**Task requirements**
Copy word for word the lines of the rows from the one holding "[indicate] pop filter (a" through the end of the rows, both included.

-- START --

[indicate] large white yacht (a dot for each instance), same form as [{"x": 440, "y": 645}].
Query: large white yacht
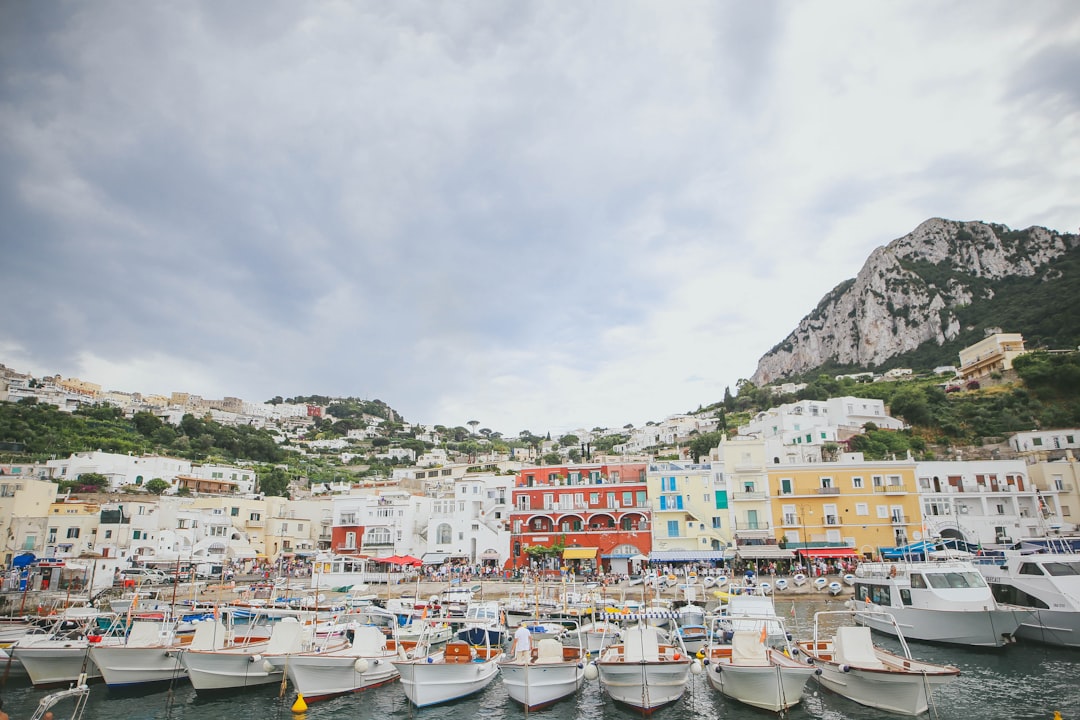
[
  {"x": 1045, "y": 582},
  {"x": 936, "y": 601}
]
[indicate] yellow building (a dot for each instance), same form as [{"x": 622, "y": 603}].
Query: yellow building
[
  {"x": 991, "y": 354},
  {"x": 855, "y": 503}
]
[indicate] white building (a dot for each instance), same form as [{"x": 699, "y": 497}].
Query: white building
[
  {"x": 120, "y": 469},
  {"x": 984, "y": 501}
]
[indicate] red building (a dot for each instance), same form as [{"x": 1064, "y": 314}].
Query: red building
[{"x": 596, "y": 512}]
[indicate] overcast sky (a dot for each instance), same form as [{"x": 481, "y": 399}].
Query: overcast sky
[{"x": 536, "y": 215}]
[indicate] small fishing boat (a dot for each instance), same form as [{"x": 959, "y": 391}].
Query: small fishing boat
[
  {"x": 643, "y": 671},
  {"x": 554, "y": 671},
  {"x": 753, "y": 673},
  {"x": 852, "y": 666},
  {"x": 456, "y": 671}
]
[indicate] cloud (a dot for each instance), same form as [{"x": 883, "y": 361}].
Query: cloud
[{"x": 536, "y": 216}]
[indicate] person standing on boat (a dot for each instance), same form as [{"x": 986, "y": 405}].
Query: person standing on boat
[{"x": 523, "y": 643}]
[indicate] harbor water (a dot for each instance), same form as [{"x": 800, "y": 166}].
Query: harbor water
[{"x": 1017, "y": 682}]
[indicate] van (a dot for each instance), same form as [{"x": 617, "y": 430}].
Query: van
[{"x": 143, "y": 575}]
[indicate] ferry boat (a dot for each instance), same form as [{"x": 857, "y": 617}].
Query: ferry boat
[{"x": 934, "y": 600}]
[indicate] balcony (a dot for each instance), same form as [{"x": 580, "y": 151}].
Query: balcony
[{"x": 891, "y": 489}]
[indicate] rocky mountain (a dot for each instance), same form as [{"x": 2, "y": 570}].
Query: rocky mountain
[{"x": 917, "y": 290}]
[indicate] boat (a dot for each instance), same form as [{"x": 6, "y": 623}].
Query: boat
[
  {"x": 553, "y": 671},
  {"x": 150, "y": 652},
  {"x": 77, "y": 695},
  {"x": 365, "y": 662},
  {"x": 643, "y": 671},
  {"x": 754, "y": 673},
  {"x": 1045, "y": 582},
  {"x": 934, "y": 600},
  {"x": 691, "y": 628},
  {"x": 852, "y": 666},
  {"x": 456, "y": 671},
  {"x": 244, "y": 664},
  {"x": 62, "y": 655},
  {"x": 484, "y": 624}
]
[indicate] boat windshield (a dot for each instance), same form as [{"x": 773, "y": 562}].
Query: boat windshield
[
  {"x": 1069, "y": 568},
  {"x": 942, "y": 580}
]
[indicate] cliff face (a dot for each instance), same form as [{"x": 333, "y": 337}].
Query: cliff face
[{"x": 906, "y": 293}]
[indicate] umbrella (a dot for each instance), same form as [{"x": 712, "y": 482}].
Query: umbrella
[{"x": 23, "y": 560}]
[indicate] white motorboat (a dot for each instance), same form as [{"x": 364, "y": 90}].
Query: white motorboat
[
  {"x": 554, "y": 671},
  {"x": 366, "y": 662},
  {"x": 936, "y": 601},
  {"x": 1048, "y": 583},
  {"x": 457, "y": 670},
  {"x": 243, "y": 664},
  {"x": 149, "y": 653},
  {"x": 753, "y": 673},
  {"x": 643, "y": 671},
  {"x": 484, "y": 624},
  {"x": 851, "y": 665},
  {"x": 691, "y": 627},
  {"x": 62, "y": 655}
]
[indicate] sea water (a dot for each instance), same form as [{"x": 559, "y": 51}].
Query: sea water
[{"x": 1018, "y": 682}]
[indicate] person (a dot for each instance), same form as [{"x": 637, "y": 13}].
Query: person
[{"x": 523, "y": 643}]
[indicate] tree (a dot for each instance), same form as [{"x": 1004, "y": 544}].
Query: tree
[
  {"x": 157, "y": 486},
  {"x": 274, "y": 483}
]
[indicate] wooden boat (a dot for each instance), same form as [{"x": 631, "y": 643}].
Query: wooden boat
[
  {"x": 851, "y": 665},
  {"x": 456, "y": 671},
  {"x": 748, "y": 670},
  {"x": 554, "y": 671},
  {"x": 643, "y": 671}
]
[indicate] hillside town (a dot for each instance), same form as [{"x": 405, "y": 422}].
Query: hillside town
[{"x": 779, "y": 489}]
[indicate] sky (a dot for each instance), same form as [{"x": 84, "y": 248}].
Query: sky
[{"x": 539, "y": 216}]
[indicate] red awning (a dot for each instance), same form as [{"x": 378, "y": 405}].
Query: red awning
[{"x": 827, "y": 552}]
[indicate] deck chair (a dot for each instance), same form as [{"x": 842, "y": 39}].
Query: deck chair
[
  {"x": 746, "y": 649},
  {"x": 854, "y": 647},
  {"x": 640, "y": 643},
  {"x": 549, "y": 650}
]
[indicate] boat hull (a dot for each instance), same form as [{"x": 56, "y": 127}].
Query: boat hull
[
  {"x": 985, "y": 628},
  {"x": 228, "y": 669},
  {"x": 645, "y": 685},
  {"x": 431, "y": 683},
  {"x": 537, "y": 685},
  {"x": 49, "y": 665},
  {"x": 775, "y": 685},
  {"x": 129, "y": 666},
  {"x": 901, "y": 693},
  {"x": 321, "y": 676}
]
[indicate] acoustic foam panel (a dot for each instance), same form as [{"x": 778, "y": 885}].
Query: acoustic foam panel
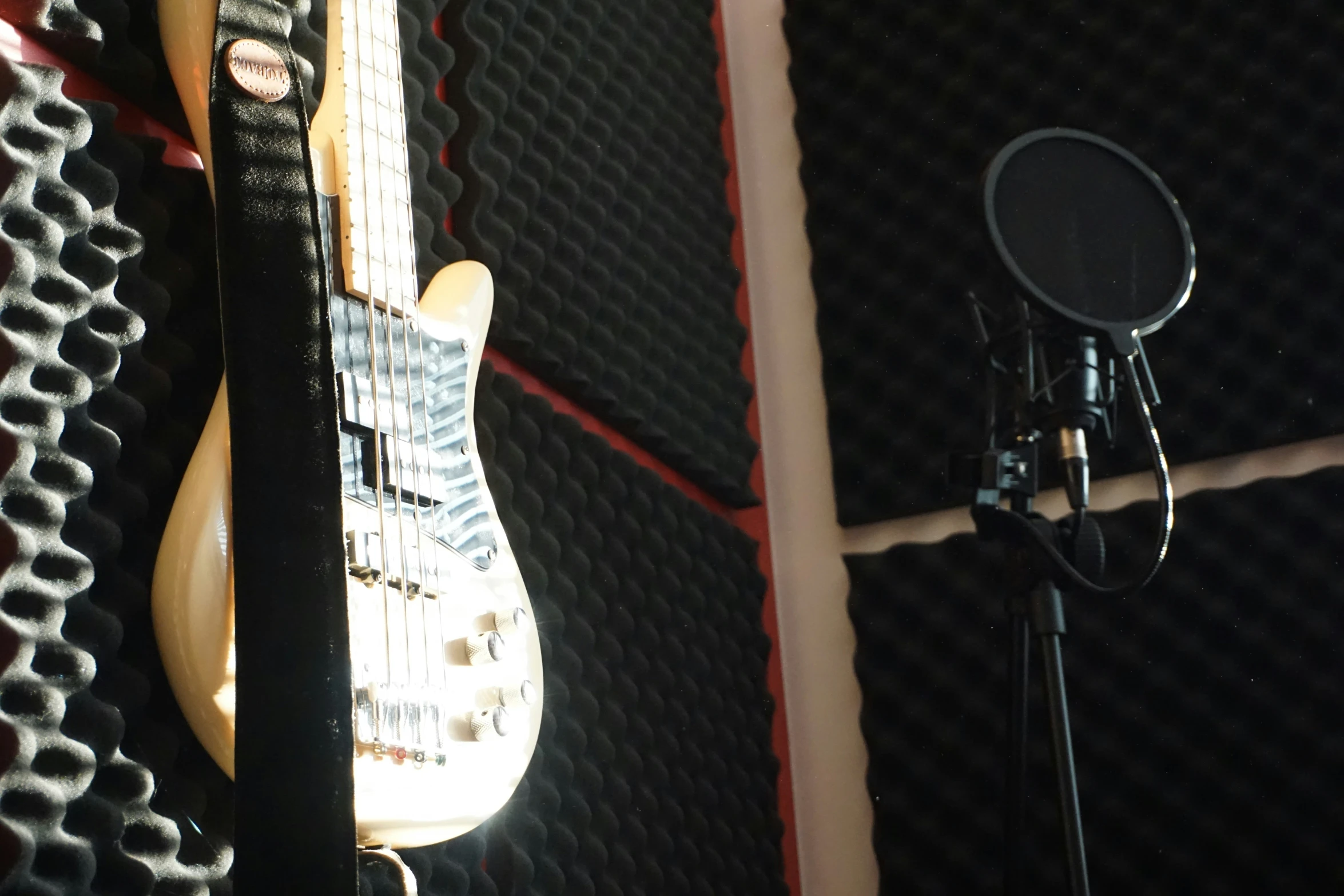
[
  {"x": 1206, "y": 718},
  {"x": 79, "y": 805},
  {"x": 901, "y": 108},
  {"x": 655, "y": 770},
  {"x": 594, "y": 190}
]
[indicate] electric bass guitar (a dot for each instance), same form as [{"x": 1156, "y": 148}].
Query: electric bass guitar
[{"x": 444, "y": 649}]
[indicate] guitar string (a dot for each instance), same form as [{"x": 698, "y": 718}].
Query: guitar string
[
  {"x": 405, "y": 238},
  {"x": 396, "y": 465},
  {"x": 355, "y": 125},
  {"x": 396, "y": 242}
]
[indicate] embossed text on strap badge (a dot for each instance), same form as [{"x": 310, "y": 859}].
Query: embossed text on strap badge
[{"x": 257, "y": 70}]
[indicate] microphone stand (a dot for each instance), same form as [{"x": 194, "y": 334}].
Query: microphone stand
[
  {"x": 1035, "y": 608},
  {"x": 1034, "y": 601}
]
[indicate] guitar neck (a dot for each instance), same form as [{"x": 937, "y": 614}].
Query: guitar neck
[{"x": 365, "y": 118}]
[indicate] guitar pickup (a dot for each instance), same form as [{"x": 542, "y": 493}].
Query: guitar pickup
[
  {"x": 406, "y": 471},
  {"x": 412, "y": 571},
  {"x": 358, "y": 412}
]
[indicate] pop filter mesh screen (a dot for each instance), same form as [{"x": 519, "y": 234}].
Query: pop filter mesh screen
[{"x": 1089, "y": 229}]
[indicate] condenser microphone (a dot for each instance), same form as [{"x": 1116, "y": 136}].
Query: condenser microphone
[
  {"x": 1077, "y": 412},
  {"x": 1092, "y": 238}
]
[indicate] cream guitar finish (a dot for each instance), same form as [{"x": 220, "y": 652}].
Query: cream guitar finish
[{"x": 448, "y": 667}]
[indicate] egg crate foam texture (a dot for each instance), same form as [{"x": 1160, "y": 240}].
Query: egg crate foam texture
[
  {"x": 655, "y": 770},
  {"x": 118, "y": 43},
  {"x": 594, "y": 190},
  {"x": 901, "y": 108},
  {"x": 98, "y": 764},
  {"x": 1204, "y": 708}
]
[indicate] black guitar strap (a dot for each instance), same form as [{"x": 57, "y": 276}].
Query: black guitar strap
[{"x": 295, "y": 820}]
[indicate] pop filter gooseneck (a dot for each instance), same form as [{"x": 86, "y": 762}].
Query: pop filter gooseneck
[{"x": 1097, "y": 256}]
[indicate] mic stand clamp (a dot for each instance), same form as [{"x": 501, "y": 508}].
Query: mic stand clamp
[{"x": 1035, "y": 606}]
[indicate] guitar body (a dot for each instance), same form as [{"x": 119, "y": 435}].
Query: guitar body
[{"x": 444, "y": 648}]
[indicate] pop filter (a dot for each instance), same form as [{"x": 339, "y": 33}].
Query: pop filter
[{"x": 1089, "y": 233}]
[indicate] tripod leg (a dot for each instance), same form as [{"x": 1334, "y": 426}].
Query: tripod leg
[
  {"x": 1015, "y": 791},
  {"x": 1049, "y": 621}
]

-- END --

**Reply**
[indicate] pop filter (a dot for each instance), same form as [{"x": 339, "y": 33}].
Query: pop filter
[{"x": 1089, "y": 233}]
[indicate] tripod leg (a dot for each instance), same form as [{"x": 1334, "y": 426}].
Query: tripod leg
[
  {"x": 1015, "y": 791},
  {"x": 1049, "y": 621}
]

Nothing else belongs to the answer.